Stored items:
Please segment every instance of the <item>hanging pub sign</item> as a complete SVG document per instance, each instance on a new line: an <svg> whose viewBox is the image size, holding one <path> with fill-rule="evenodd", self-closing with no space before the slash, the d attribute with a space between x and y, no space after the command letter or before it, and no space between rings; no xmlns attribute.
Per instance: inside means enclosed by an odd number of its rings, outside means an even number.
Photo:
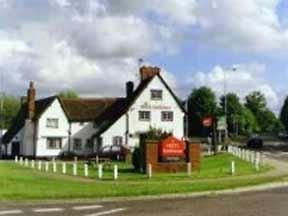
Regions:
<svg viewBox="0 0 288 216"><path fill-rule="evenodd" d="M202 120L202 125L204 127L211 127L213 124L213 118L212 117L205 117Z"/></svg>
<svg viewBox="0 0 288 216"><path fill-rule="evenodd" d="M170 136L159 143L159 157L162 161L179 161L185 156L184 141Z"/></svg>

Exercise directions
Check the data for the word "instance" and pull out the lines that have it.

Solution to this problem
Please segment every instance of the <item>hanging pub sign</item> as a complete SVG document per instance, each instance on a new line: an <svg> whose viewBox is the image size, holding one <path> with fill-rule="evenodd", self-closing with no space before the slash, the d attribute with a space between x and y, no space after the command letter or before it, and no space between rings; no xmlns attribute.
Per instance: inside means enclosed by an odd number of its rings, outside means an even number.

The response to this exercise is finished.